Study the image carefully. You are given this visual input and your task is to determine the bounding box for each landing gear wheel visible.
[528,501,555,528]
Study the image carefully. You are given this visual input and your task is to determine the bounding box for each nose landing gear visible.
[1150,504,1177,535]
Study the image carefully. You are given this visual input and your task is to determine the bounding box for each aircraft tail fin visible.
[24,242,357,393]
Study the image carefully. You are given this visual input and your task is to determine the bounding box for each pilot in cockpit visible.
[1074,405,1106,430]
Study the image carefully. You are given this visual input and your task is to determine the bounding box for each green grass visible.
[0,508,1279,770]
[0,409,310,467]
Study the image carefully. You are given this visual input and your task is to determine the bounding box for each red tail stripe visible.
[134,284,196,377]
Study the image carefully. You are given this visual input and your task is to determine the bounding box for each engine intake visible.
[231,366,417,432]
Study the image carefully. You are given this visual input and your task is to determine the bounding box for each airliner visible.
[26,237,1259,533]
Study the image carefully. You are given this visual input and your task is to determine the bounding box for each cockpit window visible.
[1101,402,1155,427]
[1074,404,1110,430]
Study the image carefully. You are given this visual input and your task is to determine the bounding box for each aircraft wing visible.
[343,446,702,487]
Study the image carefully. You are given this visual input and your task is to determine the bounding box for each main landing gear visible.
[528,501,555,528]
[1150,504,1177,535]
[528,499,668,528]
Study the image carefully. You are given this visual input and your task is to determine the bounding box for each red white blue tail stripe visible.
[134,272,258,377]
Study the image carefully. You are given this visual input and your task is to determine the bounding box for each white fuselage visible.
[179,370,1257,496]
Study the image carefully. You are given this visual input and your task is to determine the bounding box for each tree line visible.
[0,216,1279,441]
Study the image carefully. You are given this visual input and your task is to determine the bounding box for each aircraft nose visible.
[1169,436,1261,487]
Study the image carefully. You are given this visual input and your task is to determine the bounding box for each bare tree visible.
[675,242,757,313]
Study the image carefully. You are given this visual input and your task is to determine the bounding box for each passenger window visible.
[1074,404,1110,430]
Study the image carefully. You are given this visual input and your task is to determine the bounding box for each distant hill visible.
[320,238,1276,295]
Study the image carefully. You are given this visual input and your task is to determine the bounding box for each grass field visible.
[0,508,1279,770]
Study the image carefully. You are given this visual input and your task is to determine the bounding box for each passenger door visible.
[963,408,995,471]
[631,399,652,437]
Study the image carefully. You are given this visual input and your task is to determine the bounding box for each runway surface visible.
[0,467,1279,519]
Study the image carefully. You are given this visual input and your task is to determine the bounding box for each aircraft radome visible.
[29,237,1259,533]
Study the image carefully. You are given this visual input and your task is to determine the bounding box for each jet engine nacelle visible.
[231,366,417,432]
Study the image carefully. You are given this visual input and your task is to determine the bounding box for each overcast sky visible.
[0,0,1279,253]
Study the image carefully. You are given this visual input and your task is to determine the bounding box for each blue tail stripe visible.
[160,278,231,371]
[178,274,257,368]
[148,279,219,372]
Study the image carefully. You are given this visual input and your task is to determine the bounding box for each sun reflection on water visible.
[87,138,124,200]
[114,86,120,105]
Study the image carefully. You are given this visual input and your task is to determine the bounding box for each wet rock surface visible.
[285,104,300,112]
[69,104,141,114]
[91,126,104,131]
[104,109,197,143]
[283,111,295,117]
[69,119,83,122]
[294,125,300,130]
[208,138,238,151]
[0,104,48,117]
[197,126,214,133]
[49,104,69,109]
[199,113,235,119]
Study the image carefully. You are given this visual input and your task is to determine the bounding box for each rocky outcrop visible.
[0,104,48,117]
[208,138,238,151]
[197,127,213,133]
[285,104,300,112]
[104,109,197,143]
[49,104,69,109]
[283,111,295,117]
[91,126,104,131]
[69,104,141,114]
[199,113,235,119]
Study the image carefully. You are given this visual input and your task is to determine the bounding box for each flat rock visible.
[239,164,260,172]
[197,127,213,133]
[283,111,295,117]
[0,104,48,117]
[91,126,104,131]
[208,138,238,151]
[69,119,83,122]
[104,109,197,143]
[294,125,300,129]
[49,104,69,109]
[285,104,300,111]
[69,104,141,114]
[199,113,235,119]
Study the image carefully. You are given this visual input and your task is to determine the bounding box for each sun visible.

= = =

Stated problem:
Rescale the lines between the lines of the listing holding "distant hill visible." and "[148,279,219,372]", inclusive. Reproduce only those lines, keeping each request as it stands and multiplying every bounding-box coordinate in the answers by 0.75, rounded to a whole number with halves rounded up.

Expected answer:
Study the image carefully. You are given this visual input and your task is to determine the bounding box for each distant hill visible.
[240,179,957,221]
Study the image carefully. You are given this visual input and your task is to determine the bounding box for each grass field visible.
[0,381,959,578]
Study the image carefully. You are given this visual input and your task is to determine the bounding box for each passenger door visible.
[722,306,746,353]
[473,299,489,328]
Study the image carefully. You are given this visual input and your task is to determine the bounding box for each runway surface visible.
[0,350,959,389]
Study the image carefully. You are given this visual input and your task is to determine the bounding box for each aircraft radome visible.
[22,178,944,400]
Study the image carefully. You are given this visual input and your task is to determine the bounding box for each jet engine nacelle visible.
[173,275,313,324]
Study the image carefully. You are given this visual input and your task is to determine the bounding box for each overcast sky visible.
[0,0,959,190]
Study the image carefully. You are given this visual input and your task is to determine the bounding box for each blue tail stripe visible.
[120,209,173,278]
[134,206,193,276]
[111,209,164,279]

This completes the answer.